- **Given task**: Quote exactly the lines running from the line with "of the tree" to the end of the entries, including both, and nothing else.

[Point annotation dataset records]
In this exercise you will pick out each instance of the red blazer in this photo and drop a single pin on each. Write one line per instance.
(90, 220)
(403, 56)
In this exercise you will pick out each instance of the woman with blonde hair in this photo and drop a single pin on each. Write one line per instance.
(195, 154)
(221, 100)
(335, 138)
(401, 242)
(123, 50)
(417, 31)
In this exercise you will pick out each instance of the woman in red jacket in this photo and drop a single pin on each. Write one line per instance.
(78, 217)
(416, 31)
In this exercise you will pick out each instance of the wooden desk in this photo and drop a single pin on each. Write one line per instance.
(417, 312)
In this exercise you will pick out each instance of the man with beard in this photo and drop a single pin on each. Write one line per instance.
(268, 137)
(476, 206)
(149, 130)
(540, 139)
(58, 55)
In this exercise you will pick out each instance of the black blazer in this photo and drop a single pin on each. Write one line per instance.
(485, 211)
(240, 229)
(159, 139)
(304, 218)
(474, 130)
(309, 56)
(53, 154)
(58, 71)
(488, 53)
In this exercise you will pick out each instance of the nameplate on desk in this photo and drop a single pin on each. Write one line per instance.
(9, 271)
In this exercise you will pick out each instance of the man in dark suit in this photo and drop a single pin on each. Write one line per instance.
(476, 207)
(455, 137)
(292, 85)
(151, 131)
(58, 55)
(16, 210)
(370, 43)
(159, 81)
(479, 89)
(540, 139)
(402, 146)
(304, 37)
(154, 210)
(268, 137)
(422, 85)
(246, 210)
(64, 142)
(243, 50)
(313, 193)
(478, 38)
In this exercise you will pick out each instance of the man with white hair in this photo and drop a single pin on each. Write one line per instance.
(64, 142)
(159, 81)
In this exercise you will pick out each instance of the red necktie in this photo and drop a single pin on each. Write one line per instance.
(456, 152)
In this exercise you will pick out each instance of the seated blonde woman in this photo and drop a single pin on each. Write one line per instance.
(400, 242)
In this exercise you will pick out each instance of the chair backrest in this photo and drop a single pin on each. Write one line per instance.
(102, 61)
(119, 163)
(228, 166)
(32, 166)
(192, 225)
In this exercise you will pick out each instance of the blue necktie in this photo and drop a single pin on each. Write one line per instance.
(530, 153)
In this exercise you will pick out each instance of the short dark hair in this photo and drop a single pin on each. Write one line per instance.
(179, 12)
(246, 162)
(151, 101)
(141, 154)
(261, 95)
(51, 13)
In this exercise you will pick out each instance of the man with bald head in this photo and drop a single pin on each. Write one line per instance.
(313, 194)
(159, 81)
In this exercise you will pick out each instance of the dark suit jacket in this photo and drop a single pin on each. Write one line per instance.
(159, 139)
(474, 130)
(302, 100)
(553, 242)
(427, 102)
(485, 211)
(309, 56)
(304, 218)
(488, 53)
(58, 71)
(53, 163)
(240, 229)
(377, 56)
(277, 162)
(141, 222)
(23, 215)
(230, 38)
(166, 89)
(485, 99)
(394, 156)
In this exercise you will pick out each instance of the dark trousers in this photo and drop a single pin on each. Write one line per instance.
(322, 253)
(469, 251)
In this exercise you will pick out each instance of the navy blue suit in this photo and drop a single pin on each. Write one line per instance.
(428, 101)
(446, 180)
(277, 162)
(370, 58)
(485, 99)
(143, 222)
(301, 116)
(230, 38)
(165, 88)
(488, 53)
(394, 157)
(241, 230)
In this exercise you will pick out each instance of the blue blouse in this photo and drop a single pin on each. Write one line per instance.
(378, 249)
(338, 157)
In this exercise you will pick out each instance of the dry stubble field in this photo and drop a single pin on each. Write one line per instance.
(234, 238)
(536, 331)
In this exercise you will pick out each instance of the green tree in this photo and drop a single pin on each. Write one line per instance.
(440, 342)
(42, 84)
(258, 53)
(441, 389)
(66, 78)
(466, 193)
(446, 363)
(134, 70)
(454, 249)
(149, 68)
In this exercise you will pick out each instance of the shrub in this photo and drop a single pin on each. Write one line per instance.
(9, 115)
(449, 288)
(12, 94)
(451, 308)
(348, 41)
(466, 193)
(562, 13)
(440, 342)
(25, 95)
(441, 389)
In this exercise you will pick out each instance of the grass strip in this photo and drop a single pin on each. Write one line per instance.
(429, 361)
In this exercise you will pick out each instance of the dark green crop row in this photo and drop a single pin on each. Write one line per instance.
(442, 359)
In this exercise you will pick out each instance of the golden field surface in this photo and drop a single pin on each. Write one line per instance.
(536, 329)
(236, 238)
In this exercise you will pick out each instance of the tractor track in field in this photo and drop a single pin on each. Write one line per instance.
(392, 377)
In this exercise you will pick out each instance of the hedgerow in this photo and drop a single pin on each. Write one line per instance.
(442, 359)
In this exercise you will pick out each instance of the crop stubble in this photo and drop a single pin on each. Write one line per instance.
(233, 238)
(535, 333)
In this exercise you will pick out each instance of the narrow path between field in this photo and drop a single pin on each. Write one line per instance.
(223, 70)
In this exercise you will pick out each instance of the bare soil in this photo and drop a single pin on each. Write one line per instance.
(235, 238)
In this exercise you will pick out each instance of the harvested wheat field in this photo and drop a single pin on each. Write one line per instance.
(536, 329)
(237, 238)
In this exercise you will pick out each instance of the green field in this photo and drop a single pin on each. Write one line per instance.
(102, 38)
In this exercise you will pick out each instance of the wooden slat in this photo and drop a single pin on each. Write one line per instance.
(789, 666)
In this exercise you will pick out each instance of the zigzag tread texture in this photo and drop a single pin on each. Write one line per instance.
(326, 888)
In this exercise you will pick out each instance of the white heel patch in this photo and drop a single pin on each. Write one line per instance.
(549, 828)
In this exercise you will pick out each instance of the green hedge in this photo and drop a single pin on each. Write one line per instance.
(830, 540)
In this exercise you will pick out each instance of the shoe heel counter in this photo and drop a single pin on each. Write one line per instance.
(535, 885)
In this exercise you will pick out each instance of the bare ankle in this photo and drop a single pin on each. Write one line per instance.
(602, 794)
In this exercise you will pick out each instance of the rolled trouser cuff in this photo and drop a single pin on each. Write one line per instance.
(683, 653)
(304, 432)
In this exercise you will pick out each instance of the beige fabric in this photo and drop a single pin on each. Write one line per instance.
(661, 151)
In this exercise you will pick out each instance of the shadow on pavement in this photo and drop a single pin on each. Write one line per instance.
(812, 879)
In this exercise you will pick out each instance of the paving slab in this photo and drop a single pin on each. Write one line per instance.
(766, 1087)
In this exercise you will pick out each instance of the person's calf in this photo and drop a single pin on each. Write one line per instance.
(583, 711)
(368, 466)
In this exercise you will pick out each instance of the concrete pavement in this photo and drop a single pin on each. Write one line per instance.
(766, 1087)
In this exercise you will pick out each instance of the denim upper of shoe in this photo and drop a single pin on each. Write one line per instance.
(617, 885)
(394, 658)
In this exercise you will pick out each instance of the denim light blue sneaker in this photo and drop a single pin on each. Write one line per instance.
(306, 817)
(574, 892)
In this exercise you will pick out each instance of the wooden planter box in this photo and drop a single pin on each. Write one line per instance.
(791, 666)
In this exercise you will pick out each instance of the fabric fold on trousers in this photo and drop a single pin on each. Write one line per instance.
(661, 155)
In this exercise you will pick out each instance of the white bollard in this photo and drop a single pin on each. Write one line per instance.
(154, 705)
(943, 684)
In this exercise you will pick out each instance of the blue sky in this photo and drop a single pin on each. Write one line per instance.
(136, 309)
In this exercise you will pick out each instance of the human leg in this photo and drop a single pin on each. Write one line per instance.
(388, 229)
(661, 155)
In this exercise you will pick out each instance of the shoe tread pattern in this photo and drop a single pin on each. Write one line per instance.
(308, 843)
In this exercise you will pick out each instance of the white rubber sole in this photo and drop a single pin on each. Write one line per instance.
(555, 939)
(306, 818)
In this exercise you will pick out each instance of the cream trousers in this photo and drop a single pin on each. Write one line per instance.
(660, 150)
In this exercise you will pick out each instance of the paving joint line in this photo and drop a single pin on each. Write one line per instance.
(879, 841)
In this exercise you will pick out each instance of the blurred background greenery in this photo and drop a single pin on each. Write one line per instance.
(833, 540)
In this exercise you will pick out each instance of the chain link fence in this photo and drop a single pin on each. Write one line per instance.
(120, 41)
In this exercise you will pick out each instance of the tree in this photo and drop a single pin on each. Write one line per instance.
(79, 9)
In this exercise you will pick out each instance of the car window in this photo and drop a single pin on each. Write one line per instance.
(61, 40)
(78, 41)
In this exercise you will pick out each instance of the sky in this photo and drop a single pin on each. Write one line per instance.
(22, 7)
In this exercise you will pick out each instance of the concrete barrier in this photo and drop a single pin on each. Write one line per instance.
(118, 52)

- **Response to this task**:
In this exercise you will pick out each instance of the tree in this photo and drop a single pin on each. Write one line per instance.
(79, 9)
In this exercise you will pick out each instance of the car window in this photo and drop a single pin on each. Write one line per instance.
(61, 40)
(78, 41)
In this exercise you will pick out each instance of the sky in this photo and drop a single pin on each. Write one line per instance.
(22, 7)
In this exercise you will pick out each instance of the concrete barrier in this photo and drop a single pin on each. Write one line per instance.
(118, 52)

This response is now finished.